## Task goal
Could you write out each of the following items word for word, keeping every line unchanged?
===== Input
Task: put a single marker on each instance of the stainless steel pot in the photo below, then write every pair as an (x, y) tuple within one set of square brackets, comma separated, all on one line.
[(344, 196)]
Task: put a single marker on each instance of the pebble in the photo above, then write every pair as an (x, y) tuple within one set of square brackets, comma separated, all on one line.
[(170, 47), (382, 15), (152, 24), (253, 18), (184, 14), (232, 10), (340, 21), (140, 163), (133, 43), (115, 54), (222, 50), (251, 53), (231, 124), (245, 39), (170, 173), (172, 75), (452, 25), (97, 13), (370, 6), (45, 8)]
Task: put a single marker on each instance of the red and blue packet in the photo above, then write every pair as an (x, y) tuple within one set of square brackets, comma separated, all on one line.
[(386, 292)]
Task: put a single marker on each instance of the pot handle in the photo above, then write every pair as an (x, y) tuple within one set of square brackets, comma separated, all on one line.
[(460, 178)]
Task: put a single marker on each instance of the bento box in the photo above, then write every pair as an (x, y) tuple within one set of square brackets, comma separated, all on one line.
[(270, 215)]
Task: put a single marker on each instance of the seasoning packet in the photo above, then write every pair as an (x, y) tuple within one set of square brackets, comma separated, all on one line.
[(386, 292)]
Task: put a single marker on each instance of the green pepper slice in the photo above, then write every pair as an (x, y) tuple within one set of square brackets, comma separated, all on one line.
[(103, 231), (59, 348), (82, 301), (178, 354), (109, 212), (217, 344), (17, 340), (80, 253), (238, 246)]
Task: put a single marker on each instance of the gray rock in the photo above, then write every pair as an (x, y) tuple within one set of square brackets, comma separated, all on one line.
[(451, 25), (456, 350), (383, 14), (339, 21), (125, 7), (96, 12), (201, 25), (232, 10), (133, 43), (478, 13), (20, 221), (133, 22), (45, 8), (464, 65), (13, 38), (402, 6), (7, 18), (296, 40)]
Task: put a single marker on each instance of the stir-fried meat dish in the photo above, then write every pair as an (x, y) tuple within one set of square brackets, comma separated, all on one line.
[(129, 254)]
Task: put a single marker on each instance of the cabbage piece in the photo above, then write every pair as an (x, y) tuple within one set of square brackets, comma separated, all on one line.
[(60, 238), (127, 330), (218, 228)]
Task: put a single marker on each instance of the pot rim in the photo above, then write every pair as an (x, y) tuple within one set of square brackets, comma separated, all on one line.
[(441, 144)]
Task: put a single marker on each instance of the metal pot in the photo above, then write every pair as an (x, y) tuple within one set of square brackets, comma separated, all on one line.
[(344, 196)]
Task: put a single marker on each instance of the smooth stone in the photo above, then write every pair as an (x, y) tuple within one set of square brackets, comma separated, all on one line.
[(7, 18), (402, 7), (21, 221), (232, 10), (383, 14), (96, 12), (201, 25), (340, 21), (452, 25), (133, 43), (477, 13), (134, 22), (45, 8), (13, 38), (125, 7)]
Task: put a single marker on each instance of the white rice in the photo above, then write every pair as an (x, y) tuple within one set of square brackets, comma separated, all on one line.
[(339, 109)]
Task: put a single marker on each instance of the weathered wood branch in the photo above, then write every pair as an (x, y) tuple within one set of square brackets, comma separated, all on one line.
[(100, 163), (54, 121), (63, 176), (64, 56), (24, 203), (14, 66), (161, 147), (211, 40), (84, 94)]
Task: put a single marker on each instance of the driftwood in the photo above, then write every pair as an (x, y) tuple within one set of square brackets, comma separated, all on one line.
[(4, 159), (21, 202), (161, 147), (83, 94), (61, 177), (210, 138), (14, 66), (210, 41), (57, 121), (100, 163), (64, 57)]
==========
## Answer to this problem
Task: put a single marker on each instance of the stainless steel pot in the photo below, then write every pair as an (x, y) tuple within one set of square brackets, comma separated, all on one line.
[(344, 196)]
Task: put a single marker on each instance of the pebble in the photo above, then write every pair as an (x, y) tuple within one set of square brackets, comma separated, all on one line.
[(170, 47), (382, 15), (152, 24), (253, 18), (184, 14), (232, 10), (340, 21), (140, 163), (133, 43), (115, 54), (222, 50), (251, 53), (231, 124), (245, 39), (170, 173), (172, 75), (452, 25), (97, 13), (370, 6), (45, 8)]
Task: put a single marker on each instance of the red and blue packet in the photo above, then write every pair as an (x, y) tuple within one set of square brackets, comma separated, all on one line.
[(386, 292)]
Task: put a single marker on each instance of the pot handle in the photo above, then write every pair as an (x, y) tuple within one set of square brackets, comma separated, all on one line.
[(460, 178)]
Task: put a single marker on each instance of the bento box in the photo above, then write every pair as an (x, y) tuple within one set of square brackets, comma separated, all on one line.
[(270, 215)]
Task: put a single marker on each instance of the seasoning packet in the photo above, then write every pair as an (x, y) tuple within one set of square brackets, comma separated, all on one line.
[(386, 292)]
Task: put a single marker on each instance of the green pepper slice in the photo above, then write every pair as an (x, y) tuple within one set of square brackets, comma separated, all on one line.
[(103, 231), (59, 348), (82, 301), (178, 354), (109, 212), (217, 344), (17, 340), (80, 253), (238, 246)]
Task: put a single marker on each instance of the gray rock in the photo above, then write every pair as an (x, y) tuple within one set of square brackets, comma separated, all on one line.
[(451, 25), (456, 350), (383, 14), (339, 21), (125, 7), (96, 12), (201, 25), (232, 10), (133, 43), (478, 13), (20, 221), (133, 22), (45, 8), (464, 65), (13, 38), (402, 6), (7, 18), (296, 40)]
Task: put a single marker on each instance of the stir-fried meat dish in the photo above, then write every pair as an (x, y) tuple within one set of square brackets, comma separated, all on one line.
[(129, 254)]
Task: put a single marker on each instance of the cabbage piece in the photo above, then write every pair as an (x, y) tuple within one set of square brackets, comma separated, all on one line.
[(60, 238), (127, 330), (218, 228)]
Task: put a single marker on each instance of the pot rim in the photo above, then write every pair as an (x, y) tuple within one set of square brackets, comma separated, all on one line.
[(441, 144)]
Task: put a single marker on each instance of the metal pot in the photo above, then write every pair as an (x, y) tuple within one set of square brackets, comma separated, all on one line.
[(344, 196)]
Task: put a single marker on each instance of the smooth stone in the photo above, then write every pair as an (x, y) tuple within one set of square brackets, comma separated, all on one line.
[(7, 18), (402, 7), (21, 221), (232, 10), (383, 14), (96, 12), (201, 25), (340, 21), (452, 25), (133, 43), (477, 13), (134, 22), (45, 8), (13, 38), (125, 7)]
Task: put a single marker on each instance of the white rice in the photo above, then write every pair as an (x, y) tuple within one set of square brackets, comma separated, all on one line.
[(339, 109)]
Task: put a single marker on each instance of the weathered wood branch in the photo above, then write every pair as an (x, y) tuple within one set of square brackets, comma separated, all on one line.
[(100, 163), (54, 121), (63, 176), (64, 56), (24, 203), (14, 66), (161, 147), (211, 40), (84, 94)]
Task: put a single marker on each instance of the driftwood in the photo above, then write every pair as an (x, y) tuple within one set of square brackets, comma separated, all on one line.
[(4, 159), (21, 202), (161, 147), (83, 94), (61, 177), (210, 138), (14, 66), (210, 41), (57, 121), (100, 163), (64, 57)]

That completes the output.